On ne peut certes pas tracer par avance la limite de la pensée, car il faudrait alors préciser ce qui ne peut pas être pensé, ce qui veut dire le saisir par la pensée.
Une expression dénuée de sens ne l'est que parce que je ne lui donne pas un sens. Le problème n'est donc pas ce que signifient les phrases, mais de vouloir dire ce que l'on dit. Le sens et le non sens sont à chercher dans les usages iinguistiques. Le non sens n'est pas une affaire de mauvais usage, car il n'y a pas de bon usage, il y a ce qui veut être dit.
Ca vous parait abstrait ? Mais en réalité nous le vivons sans cesse. Songez à ces discussions fréquentes où l'on s'oppose des mots ("tu veux dire responsabilité", "ah non je veux dire liberté", etc). Ce que dit Wittgenstein donnera un sens à votre prochaine frustration lors d'un apéritif un peu arrosé où vous n'arriverez pas à convaincre, où vous serez frustrés et empêtrés, englués dans votre langage. Wittgenstein aurait adoré facebook où le débat porte sans cesse sur la langue. Car le même mot peut revêtir de nombreux usages. Ainsi le mot "est" par exemple peut signifier un signe d'égalité, il peut signifier "aller", il peut signifier l'expérience de l'existence.
Que devient la science alors ? Elle ne saurait en tout cas nous apporter des réponses philosophiques. Elle nous parle d'abord d'elle-même.
Nous n'avons pas de mots, simplement, pour affronter certaines questions.
"Nous n'observons jamais que des coupes particulières'' dans cet univers.
Le réalisme est donc une illusion. Mais le scepticisme l'est aussi. Car le sceptique croit en l'apparence. Il n'y a pas d'apparence d'un phénomène à débusquer. Tout est là, dans le langage qui agrippe le monde.

| À propos |
D'après le texte sur Wittgenstein, quelles significations le mot « est » peut-il prendre ?

| Données enregistrées |
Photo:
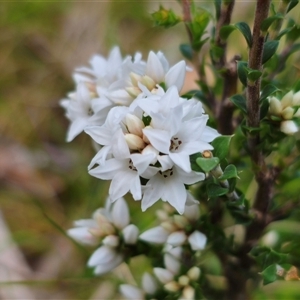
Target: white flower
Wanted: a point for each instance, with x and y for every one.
(197, 240)
(169, 186)
(83, 110)
(104, 229)
(131, 292)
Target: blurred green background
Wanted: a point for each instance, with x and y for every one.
(44, 184)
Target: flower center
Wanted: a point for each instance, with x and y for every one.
(175, 143)
(167, 173)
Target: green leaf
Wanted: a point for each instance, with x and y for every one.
(253, 75)
(268, 22)
(229, 172)
(246, 31)
(242, 71)
(240, 102)
(214, 190)
(226, 30)
(218, 8)
(269, 274)
(221, 146)
(165, 18)
(269, 50)
(186, 50)
(268, 90)
(291, 5)
(207, 164)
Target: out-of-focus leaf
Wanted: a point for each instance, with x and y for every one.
(246, 31)
(165, 18)
(186, 50)
(240, 102)
(268, 22)
(270, 48)
(242, 72)
(214, 190)
(207, 164)
(221, 146)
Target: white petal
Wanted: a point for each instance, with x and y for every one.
(75, 128)
(176, 75)
(130, 234)
(131, 292)
(156, 235)
(120, 213)
(171, 263)
(163, 275)
(159, 139)
(176, 238)
(154, 68)
(149, 284)
(197, 240)
(104, 254)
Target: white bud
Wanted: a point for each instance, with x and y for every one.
(163, 275)
(197, 240)
(157, 235)
(172, 286)
(134, 142)
(194, 273)
(130, 234)
(134, 125)
(287, 99)
(180, 221)
(150, 149)
(288, 127)
(133, 91)
(176, 238)
(296, 99)
(288, 113)
(131, 292)
(171, 263)
(149, 284)
(111, 240)
(148, 82)
(275, 106)
(183, 280)
(188, 293)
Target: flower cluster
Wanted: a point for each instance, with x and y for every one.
(175, 230)
(145, 131)
(285, 111)
(109, 228)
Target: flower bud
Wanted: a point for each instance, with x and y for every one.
(111, 240)
(287, 99)
(150, 149)
(149, 284)
(130, 234)
(163, 275)
(188, 293)
(133, 91)
(172, 286)
(180, 221)
(135, 78)
(197, 240)
(275, 106)
(134, 125)
(194, 273)
(134, 142)
(148, 82)
(176, 238)
(288, 113)
(288, 127)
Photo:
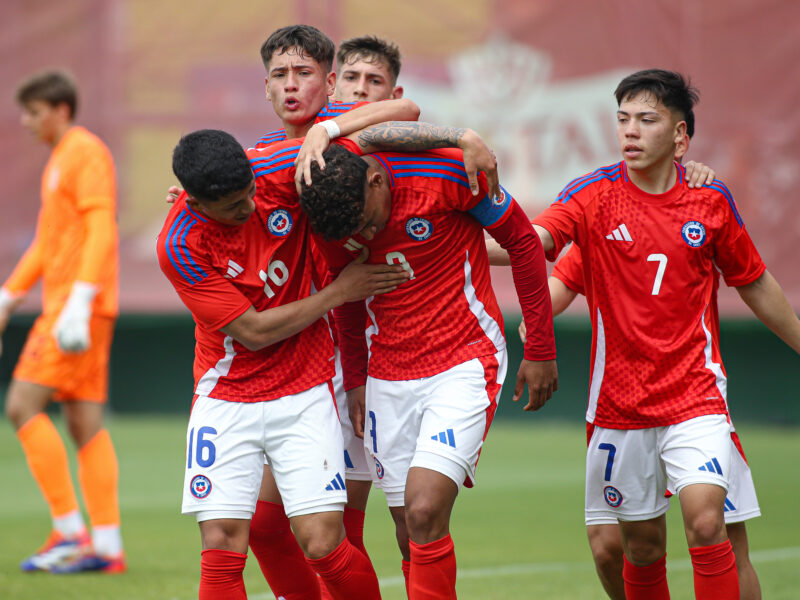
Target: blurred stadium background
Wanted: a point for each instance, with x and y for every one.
(534, 77)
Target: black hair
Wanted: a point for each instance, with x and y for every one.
(309, 40)
(334, 202)
(211, 164)
(671, 88)
(54, 87)
(371, 49)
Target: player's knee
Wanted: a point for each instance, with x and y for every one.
(705, 529)
(425, 519)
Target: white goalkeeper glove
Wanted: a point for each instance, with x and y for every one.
(72, 326)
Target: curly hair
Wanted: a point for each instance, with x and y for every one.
(211, 164)
(371, 49)
(54, 87)
(671, 88)
(309, 40)
(334, 202)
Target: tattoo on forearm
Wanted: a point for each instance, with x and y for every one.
(409, 136)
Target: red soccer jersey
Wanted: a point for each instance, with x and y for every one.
(650, 273)
(569, 269)
(446, 313)
(330, 111)
(220, 271)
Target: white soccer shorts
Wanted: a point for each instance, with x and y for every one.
(227, 442)
(627, 470)
(355, 454)
(436, 422)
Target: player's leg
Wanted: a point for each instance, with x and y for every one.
(306, 455)
(430, 497)
(625, 480)
(83, 394)
(749, 586)
(47, 459)
(224, 466)
(223, 558)
(605, 541)
(273, 544)
(98, 475)
(697, 454)
(457, 407)
(741, 504)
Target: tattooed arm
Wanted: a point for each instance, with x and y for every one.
(412, 136)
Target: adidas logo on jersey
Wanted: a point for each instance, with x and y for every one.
(337, 483)
(446, 437)
(233, 270)
(713, 466)
(620, 234)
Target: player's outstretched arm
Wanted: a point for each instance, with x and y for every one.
(415, 137)
(698, 174)
(320, 135)
(256, 330)
(767, 301)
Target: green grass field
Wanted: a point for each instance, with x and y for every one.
(519, 533)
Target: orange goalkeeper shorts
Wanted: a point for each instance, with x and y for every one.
(74, 376)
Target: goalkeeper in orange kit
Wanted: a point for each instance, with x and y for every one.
(66, 355)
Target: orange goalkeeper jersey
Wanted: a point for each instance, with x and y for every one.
(76, 234)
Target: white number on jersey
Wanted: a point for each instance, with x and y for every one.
(277, 273)
(662, 266)
(393, 258)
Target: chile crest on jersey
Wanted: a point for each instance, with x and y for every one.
(419, 229)
(694, 233)
(279, 222)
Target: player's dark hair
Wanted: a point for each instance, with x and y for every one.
(671, 88)
(371, 49)
(211, 164)
(54, 87)
(334, 202)
(309, 41)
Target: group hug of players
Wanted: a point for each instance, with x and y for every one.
(348, 335)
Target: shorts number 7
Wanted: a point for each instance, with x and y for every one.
(612, 450)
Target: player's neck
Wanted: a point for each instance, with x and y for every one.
(294, 131)
(657, 179)
(58, 133)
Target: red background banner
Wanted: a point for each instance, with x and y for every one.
(535, 78)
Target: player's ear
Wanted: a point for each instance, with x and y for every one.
(374, 177)
(680, 132)
(331, 81)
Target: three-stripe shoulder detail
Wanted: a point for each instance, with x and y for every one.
(177, 250)
(611, 173)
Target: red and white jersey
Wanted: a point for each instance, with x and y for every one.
(651, 267)
(219, 271)
(329, 111)
(446, 313)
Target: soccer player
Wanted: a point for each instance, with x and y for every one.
(437, 356)
(565, 283)
(65, 358)
(237, 251)
(368, 68)
(652, 249)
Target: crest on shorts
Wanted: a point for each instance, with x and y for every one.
(200, 486)
(279, 222)
(612, 495)
(694, 233)
(419, 229)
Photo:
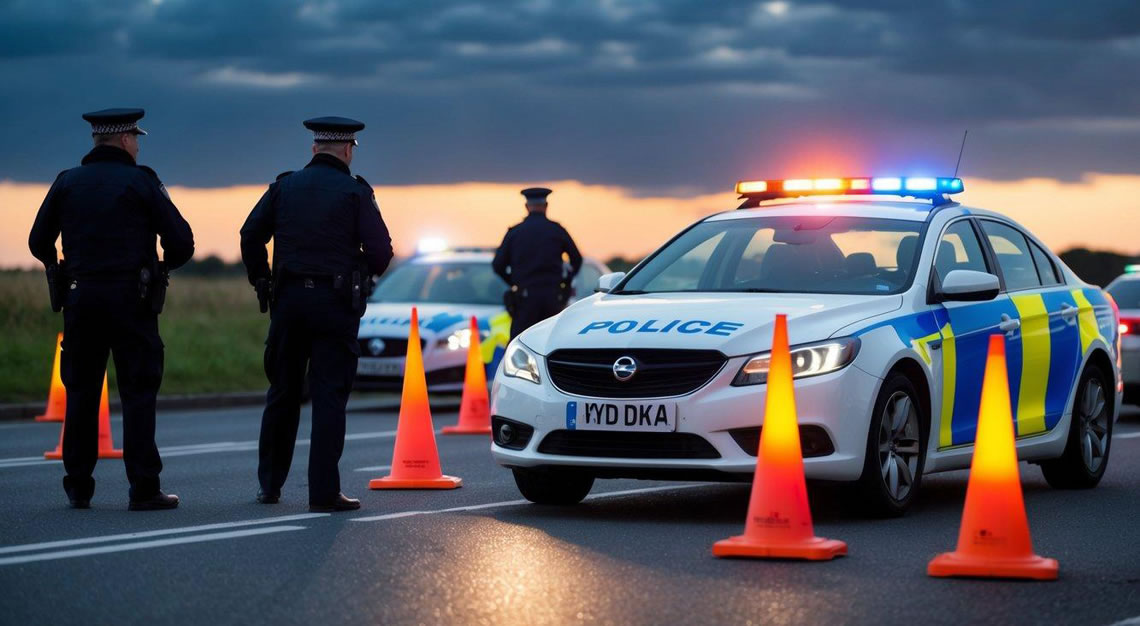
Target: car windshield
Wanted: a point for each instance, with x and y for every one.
(452, 283)
(1126, 293)
(792, 254)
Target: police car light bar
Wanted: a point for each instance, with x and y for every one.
(921, 187)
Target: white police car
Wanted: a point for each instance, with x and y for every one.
(447, 286)
(890, 302)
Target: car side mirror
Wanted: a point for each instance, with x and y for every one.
(968, 285)
(607, 282)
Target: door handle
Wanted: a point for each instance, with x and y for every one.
(1008, 324)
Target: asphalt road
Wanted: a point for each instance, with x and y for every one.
(634, 553)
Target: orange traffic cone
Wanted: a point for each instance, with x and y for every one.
(415, 460)
(779, 522)
(994, 537)
(106, 445)
(57, 396)
(474, 409)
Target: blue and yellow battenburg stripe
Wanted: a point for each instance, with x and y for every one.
(1043, 356)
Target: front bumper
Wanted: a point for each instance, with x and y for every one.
(838, 404)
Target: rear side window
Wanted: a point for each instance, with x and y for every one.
(959, 249)
(1014, 255)
(1047, 271)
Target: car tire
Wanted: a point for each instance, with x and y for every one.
(559, 487)
(1090, 437)
(895, 450)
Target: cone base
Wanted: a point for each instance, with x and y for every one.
(459, 429)
(955, 563)
(815, 549)
(441, 482)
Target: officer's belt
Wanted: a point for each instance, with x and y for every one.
(309, 281)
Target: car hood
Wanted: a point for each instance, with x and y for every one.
(732, 323)
(395, 319)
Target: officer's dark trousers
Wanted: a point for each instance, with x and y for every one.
(102, 318)
(536, 306)
(315, 328)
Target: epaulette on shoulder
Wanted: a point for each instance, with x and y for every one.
(151, 171)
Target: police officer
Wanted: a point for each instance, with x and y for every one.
(111, 286)
(530, 260)
(328, 241)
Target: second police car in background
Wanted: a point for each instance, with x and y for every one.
(447, 286)
(890, 303)
(1125, 290)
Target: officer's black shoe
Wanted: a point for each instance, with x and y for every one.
(341, 503)
(157, 502)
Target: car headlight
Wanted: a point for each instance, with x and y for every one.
(806, 360)
(520, 363)
(459, 340)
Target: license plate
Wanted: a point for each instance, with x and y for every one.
(380, 367)
(628, 416)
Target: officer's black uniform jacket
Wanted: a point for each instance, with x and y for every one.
(319, 219)
(532, 251)
(108, 211)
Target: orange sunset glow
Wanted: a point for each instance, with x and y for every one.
(609, 220)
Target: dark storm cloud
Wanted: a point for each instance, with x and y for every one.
(683, 94)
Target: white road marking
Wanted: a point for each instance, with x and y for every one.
(144, 545)
(374, 469)
(518, 502)
(201, 448)
(180, 530)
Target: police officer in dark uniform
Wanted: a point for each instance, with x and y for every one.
(111, 286)
(530, 260)
(328, 242)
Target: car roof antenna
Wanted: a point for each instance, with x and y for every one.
(960, 151)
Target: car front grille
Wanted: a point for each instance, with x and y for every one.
(627, 445)
(393, 347)
(660, 372)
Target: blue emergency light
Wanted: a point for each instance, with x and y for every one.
(915, 186)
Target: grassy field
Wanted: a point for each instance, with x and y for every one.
(213, 333)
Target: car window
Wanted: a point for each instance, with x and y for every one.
(784, 253)
(458, 283)
(1047, 271)
(959, 249)
(1014, 255)
(1126, 293)
(586, 281)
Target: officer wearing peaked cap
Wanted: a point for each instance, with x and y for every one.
(111, 287)
(530, 260)
(328, 242)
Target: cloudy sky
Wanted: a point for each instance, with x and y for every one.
(668, 98)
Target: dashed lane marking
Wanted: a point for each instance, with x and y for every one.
(146, 534)
(519, 502)
(144, 545)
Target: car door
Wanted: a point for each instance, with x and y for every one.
(1029, 371)
(966, 334)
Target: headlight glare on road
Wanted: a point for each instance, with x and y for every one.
(806, 360)
(520, 363)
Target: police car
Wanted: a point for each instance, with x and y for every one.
(892, 291)
(447, 286)
(1125, 291)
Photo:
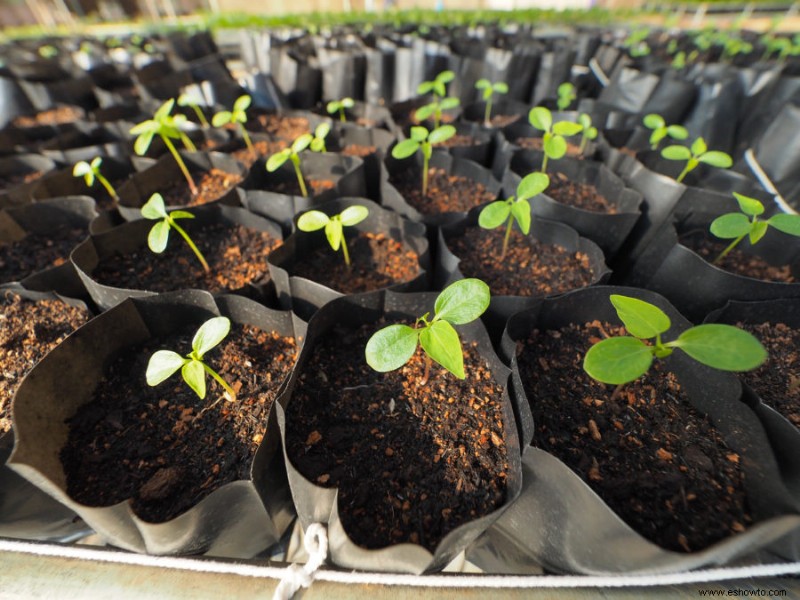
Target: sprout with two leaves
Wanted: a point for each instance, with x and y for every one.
(314, 220)
(164, 363)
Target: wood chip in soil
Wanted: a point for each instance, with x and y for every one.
(529, 268)
(29, 329)
(164, 447)
(654, 459)
(411, 462)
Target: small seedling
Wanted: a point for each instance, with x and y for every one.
(158, 237)
(662, 130)
(339, 106)
(393, 346)
(515, 208)
(239, 116)
(698, 153)
(422, 139)
(553, 143)
(736, 226)
(164, 363)
(620, 360)
(91, 172)
(489, 89)
(314, 220)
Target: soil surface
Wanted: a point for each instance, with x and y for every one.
(29, 329)
(412, 462)
(376, 262)
(529, 268)
(654, 459)
(237, 256)
(163, 447)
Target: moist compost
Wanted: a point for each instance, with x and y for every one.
(529, 268)
(163, 447)
(29, 329)
(237, 256)
(411, 462)
(654, 459)
(376, 261)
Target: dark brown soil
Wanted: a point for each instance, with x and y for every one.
(163, 447)
(530, 268)
(36, 252)
(411, 461)
(654, 459)
(237, 256)
(777, 381)
(376, 262)
(30, 329)
(446, 193)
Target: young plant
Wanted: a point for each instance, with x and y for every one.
(489, 89)
(164, 363)
(158, 237)
(460, 303)
(553, 143)
(620, 360)
(91, 172)
(735, 226)
(422, 139)
(168, 129)
(238, 116)
(314, 220)
(514, 209)
(698, 153)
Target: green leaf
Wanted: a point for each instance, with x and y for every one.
(391, 347)
(618, 360)
(162, 365)
(462, 301)
(640, 318)
(440, 341)
(722, 346)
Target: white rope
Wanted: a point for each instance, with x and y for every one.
(301, 576)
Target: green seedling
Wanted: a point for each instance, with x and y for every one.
(514, 208)
(662, 130)
(314, 220)
(238, 116)
(165, 363)
(620, 360)
(158, 237)
(553, 143)
(460, 303)
(737, 226)
(340, 106)
(489, 89)
(698, 153)
(422, 139)
(91, 172)
(168, 129)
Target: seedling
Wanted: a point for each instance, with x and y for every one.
(238, 116)
(158, 237)
(339, 106)
(91, 172)
(167, 128)
(736, 226)
(489, 89)
(698, 153)
(620, 360)
(460, 303)
(164, 363)
(553, 143)
(662, 130)
(314, 220)
(515, 208)
(422, 139)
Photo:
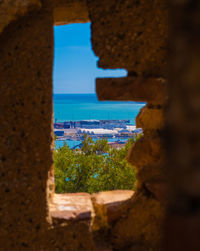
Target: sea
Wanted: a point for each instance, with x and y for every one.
(86, 106)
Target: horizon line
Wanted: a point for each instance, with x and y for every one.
(77, 93)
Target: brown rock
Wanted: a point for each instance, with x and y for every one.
(130, 34)
(10, 10)
(147, 150)
(158, 189)
(142, 224)
(71, 11)
(71, 207)
(109, 206)
(150, 119)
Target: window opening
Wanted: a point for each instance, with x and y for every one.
(90, 136)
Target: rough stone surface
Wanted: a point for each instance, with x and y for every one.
(70, 11)
(71, 207)
(134, 35)
(74, 236)
(183, 142)
(142, 224)
(150, 90)
(26, 107)
(10, 10)
(147, 150)
(126, 34)
(150, 119)
(109, 206)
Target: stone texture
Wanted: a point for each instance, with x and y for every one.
(71, 207)
(150, 119)
(142, 224)
(10, 10)
(128, 34)
(183, 128)
(74, 236)
(152, 90)
(147, 150)
(25, 136)
(109, 206)
(70, 11)
(134, 35)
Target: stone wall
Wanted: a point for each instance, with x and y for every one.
(183, 128)
(26, 48)
(128, 34)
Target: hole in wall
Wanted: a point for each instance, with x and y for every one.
(90, 136)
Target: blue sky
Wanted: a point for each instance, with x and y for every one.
(75, 65)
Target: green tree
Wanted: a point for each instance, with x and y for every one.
(95, 167)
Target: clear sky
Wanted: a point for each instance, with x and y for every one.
(75, 65)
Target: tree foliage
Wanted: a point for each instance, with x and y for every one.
(95, 167)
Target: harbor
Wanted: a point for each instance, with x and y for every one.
(116, 131)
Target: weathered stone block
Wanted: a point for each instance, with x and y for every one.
(10, 10)
(109, 206)
(130, 34)
(142, 224)
(150, 119)
(147, 150)
(71, 207)
(70, 11)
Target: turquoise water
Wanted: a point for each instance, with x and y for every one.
(86, 106)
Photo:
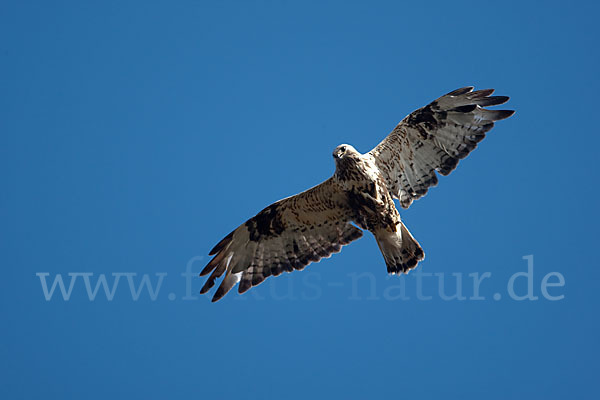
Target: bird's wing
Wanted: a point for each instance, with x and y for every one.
(287, 235)
(434, 138)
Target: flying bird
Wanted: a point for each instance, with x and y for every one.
(295, 231)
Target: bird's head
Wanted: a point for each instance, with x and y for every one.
(344, 151)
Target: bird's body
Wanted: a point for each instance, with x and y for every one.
(298, 230)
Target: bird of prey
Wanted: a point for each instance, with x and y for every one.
(295, 231)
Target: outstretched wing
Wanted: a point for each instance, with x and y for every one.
(287, 235)
(435, 138)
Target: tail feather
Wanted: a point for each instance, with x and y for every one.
(400, 250)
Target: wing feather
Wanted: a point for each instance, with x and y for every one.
(286, 236)
(433, 139)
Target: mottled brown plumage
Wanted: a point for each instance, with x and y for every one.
(298, 230)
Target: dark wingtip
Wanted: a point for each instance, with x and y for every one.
(503, 114)
(218, 295)
(460, 91)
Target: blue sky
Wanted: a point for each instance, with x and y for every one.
(136, 134)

| Corrigé |
Il peut signifier un signe d'égalité, « aller », ou l'expérience de l'existence.